By the way, something else interesting.
Sometime in the Old Testament, the Jews developed this tradition that after the presider had broken the matzah, The family would eat one half that had been dipped in the bitter herbs, then the father would take some portion of the other half. They called this the Afi Komen. And he would put it in a special pouch, the Offy Comen pouch. And he would go hide it somewhere in the house. At the end of the meal, the kids would go do this big game of hide and seek to see who could find the matzah first.
And then whoever found it would bring it back for the last part of the meal and that kid would get a prize.
So why don't you get the picture here? Jesus breaks the bread. He holds a part of it. He says, This is my body broken for you. They eat half of it, and then half of it is hidden from sight and only brought back at the very end of the meal.
I mean, how much clearer could you get? The bread of life, our Afi Komen. was hidden from sight in the grave. Three days later, it was found. Even now, Jesus is hidden from our sight, but one day.
He will return in robes of light. The blazing sun will pierce the night, and I will rise among the saints, my gaze transfixed on Jesus' face, and we will feast on the bread of life forever. The next element in the Passover meal. after the bread and the bitter the bitter herbs was the four cups. The four cops, traditionally, there were four cops that were on the table for the Passover meal.
These four cups correspond to the four promises of deliverance you find in Exodus 6, verses 6 and 7, if you want to look at it in your Bible. The first promise, first cup, was called the cup of sanctification. And it corresponded to the promise in Exodus 6:7, where God says to them, I will be your God. Sanctification, just like we've seen this. God was not just rescuing Israel from something, slavery.
He was also rescuing them to something. That's what sanctified means, to be set apart for something. And so they drank from the first cup of wine to show that God had set them apart for himself. The second cup was called the cup of deliverance. Cup of deliverance, and it's based on the phrase in Exodus 6: I will deliver you from slavery.
In the Passover, God delivered them from bondage to sin and death. The third cup. Was called the cup of redemption, and it's arguably the most important of the four cups. Again, Exodus 6 says this: I will redeem you. And they would hold this cup up and say, this represents our redemption from Egypt, how God brought us out with a mighty hand.

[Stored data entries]
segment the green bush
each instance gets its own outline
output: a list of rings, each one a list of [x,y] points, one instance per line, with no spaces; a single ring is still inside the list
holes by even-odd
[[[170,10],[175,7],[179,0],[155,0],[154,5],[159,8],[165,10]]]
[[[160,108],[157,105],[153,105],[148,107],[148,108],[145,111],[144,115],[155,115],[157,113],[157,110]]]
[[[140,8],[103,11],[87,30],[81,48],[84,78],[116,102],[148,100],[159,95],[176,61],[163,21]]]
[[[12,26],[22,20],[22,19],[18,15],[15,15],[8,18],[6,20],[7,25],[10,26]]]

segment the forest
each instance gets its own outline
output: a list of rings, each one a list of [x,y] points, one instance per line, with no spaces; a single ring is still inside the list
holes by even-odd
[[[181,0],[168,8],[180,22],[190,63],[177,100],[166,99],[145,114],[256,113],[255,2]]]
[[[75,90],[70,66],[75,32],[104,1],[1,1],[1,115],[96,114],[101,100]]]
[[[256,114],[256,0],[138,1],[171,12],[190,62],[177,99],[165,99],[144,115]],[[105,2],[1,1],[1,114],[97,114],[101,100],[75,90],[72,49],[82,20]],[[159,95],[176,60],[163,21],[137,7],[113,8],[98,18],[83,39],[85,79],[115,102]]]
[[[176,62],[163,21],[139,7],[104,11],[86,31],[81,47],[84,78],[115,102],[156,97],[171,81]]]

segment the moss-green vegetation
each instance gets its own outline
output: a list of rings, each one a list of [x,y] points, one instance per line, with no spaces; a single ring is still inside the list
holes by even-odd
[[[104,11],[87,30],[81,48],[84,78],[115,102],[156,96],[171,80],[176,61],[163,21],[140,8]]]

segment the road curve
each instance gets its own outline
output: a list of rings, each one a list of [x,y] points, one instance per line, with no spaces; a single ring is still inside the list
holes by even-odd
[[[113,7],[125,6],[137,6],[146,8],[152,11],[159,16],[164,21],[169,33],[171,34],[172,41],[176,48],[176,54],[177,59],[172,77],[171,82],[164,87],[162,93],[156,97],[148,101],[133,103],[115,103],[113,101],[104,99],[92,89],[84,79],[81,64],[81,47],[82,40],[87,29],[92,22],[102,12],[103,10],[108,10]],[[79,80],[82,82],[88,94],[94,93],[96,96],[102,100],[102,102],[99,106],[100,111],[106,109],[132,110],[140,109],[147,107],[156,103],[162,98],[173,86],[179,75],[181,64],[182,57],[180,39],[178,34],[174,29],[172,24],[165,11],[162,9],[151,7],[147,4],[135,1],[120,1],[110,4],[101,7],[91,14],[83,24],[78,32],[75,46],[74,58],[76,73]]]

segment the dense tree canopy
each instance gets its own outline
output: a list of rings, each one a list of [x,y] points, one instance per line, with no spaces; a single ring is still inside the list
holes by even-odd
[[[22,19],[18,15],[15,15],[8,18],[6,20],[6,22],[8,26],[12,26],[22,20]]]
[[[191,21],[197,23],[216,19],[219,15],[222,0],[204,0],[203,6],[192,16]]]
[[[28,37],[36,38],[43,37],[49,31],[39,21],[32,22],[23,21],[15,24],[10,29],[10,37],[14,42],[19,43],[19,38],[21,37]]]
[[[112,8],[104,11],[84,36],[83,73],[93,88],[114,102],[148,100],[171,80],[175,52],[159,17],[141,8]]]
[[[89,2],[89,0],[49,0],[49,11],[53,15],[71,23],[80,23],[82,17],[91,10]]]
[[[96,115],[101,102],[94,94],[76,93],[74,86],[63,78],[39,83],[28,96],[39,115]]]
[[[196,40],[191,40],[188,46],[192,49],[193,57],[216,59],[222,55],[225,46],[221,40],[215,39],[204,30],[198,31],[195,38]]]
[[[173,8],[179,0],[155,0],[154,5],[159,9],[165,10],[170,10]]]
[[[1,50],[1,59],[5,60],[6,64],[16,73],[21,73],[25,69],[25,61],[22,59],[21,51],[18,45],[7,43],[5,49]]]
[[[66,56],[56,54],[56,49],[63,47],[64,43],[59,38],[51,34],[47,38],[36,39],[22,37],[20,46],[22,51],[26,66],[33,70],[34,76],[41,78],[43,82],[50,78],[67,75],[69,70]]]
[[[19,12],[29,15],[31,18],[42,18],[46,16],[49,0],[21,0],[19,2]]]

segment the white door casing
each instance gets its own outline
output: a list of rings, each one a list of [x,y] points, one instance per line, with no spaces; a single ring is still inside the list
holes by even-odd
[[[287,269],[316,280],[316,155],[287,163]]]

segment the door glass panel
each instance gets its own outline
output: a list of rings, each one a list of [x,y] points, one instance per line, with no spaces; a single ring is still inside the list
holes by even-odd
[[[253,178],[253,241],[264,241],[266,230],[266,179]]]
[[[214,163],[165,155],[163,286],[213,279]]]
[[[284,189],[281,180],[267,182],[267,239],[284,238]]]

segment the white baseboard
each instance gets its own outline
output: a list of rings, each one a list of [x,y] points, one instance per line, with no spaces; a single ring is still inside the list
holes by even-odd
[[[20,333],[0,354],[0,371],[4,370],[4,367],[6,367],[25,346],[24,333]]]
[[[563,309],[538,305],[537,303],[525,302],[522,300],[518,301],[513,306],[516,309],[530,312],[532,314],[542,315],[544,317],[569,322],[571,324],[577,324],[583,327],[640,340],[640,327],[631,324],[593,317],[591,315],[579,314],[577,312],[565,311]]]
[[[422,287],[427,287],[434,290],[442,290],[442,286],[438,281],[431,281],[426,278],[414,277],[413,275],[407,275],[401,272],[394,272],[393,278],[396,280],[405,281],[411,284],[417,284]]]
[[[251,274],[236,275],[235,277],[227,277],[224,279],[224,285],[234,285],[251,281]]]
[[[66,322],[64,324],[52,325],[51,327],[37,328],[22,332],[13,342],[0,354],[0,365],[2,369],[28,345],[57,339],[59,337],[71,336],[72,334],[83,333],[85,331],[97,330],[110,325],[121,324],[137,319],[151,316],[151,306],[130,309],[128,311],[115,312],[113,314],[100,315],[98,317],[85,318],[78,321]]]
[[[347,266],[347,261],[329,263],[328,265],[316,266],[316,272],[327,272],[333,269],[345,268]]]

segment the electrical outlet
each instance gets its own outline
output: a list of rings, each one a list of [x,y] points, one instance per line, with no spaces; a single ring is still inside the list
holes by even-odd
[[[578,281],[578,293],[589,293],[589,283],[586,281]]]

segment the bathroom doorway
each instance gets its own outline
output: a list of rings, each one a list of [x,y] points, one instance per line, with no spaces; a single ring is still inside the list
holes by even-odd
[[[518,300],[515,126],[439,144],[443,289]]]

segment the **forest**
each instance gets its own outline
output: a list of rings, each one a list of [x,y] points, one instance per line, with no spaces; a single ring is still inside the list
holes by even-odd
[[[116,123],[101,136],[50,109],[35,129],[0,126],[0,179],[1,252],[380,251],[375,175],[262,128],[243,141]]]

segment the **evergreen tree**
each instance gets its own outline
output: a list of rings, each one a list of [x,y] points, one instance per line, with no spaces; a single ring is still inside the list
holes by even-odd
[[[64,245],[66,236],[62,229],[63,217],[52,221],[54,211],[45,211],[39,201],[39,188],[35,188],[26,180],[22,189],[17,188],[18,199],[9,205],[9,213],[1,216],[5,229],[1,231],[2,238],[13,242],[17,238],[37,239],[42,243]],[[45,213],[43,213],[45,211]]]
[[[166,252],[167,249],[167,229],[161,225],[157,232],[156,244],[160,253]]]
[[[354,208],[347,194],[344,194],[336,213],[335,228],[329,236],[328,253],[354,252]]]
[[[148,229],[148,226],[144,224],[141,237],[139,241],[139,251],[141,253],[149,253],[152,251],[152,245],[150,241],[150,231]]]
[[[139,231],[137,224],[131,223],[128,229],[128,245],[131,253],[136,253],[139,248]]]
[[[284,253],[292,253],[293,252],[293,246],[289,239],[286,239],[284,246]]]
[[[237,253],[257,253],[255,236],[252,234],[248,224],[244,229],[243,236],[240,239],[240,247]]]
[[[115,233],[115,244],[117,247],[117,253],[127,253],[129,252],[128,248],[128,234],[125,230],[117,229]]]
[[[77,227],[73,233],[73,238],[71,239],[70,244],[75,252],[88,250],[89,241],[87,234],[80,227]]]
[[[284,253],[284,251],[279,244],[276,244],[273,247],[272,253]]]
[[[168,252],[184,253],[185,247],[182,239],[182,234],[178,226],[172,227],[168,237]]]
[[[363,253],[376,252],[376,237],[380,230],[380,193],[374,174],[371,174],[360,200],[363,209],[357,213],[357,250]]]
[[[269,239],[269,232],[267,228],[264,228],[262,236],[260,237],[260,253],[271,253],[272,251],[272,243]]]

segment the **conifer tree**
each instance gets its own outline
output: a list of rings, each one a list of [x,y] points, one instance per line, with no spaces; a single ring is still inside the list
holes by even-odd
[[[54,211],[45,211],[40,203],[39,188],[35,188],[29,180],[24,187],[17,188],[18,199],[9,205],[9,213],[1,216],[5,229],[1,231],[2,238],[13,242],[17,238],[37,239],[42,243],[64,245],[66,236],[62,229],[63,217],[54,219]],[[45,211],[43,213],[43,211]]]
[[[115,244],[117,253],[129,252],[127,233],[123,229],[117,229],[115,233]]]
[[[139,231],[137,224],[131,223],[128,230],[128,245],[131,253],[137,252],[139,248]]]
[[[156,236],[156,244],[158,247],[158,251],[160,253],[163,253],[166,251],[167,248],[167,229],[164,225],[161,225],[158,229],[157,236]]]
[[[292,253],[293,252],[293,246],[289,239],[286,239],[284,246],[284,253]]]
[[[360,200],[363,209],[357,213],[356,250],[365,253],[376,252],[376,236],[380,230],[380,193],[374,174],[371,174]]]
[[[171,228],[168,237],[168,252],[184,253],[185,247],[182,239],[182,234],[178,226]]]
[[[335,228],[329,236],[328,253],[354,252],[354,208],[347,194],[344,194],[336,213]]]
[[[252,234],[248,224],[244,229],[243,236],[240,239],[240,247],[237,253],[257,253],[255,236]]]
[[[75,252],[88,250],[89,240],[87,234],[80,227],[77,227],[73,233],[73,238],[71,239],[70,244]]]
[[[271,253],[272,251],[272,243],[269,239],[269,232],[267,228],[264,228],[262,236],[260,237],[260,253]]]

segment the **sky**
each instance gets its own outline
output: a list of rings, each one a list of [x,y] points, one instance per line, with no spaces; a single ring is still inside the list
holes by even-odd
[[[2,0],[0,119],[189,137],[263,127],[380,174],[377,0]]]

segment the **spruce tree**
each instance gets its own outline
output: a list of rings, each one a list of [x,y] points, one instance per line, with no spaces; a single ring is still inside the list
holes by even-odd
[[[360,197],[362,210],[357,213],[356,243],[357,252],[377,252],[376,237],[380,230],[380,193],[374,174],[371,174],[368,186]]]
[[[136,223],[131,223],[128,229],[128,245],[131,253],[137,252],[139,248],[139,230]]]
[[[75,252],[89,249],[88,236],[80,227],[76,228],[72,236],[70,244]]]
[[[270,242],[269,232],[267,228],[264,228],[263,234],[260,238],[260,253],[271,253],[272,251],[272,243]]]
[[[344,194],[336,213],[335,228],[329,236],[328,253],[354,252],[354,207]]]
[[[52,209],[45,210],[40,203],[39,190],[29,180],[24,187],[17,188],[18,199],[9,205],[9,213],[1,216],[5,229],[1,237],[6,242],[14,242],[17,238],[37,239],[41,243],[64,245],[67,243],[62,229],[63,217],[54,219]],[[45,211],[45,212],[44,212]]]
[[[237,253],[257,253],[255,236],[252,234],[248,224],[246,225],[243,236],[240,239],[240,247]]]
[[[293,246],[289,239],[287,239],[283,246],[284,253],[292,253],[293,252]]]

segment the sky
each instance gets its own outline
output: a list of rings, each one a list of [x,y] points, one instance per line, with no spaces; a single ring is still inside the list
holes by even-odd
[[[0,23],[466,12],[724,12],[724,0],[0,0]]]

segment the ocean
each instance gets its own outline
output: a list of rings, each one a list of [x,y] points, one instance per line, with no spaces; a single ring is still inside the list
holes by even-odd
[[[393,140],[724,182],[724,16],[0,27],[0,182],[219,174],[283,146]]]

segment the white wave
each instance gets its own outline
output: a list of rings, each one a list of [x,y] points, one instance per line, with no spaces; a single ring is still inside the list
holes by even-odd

_Problems to solve_
(1) Answer these questions from the sermon excerpt on the Passover meal:
(a) What did the child who found the hidden matzah get?
(b) Which chapter and verses of Exodus hold the four promises of deliverance that the four cups match?
(c) Which of the four cups does the speaker call arguably the most important?
(2) List every cup that the sermon excerpt on the Passover meal names.
(3) Carry the sermon excerpt on the Passover meal forward from the point where it stops.
The records have no connection to the text.

_Task answers_
(1)
(a) A prize.
(b) Exodus 6, verses 6 and 7.
(c) The third cup, the cup of redemption.

(2)
- The cup of sanctification
- The cup of deliverance
- The cup of redemption

(3)
This was the cup, by the way, that Jesus held up at the Last Supper. Except he deviated from the script. He didn't say this cup represents our redemption from Egypt. What he said was, this cup is the new covenant of my blood, which is poured out for many for the forgiveness of sins. This fourth cup was called the cup of praise or the cup of final consummation.
And it corresponded to that phrase there in Exodus 6: and I will take you to be my people. Interesting thing about this cup: when the children of Israel celebrated the Passover during the exile, they began a tradition where they wouldn't drink this one. They would just hold it up. And they would say, hopefully next year. We drink this one when God has restored us to Jerusalem.
On the night that Jesus celebrated his Passover with his disciples, Matthew tells us he held up this cup and he said, You remember this? I will not drink this cup with you again until we drink it together in my Father's kingdom, in the new Jerusalem. When we're all gathered in the New Jerusalem and the marriage supper of the Lamb, this is going to be the first one that we're going to drink together.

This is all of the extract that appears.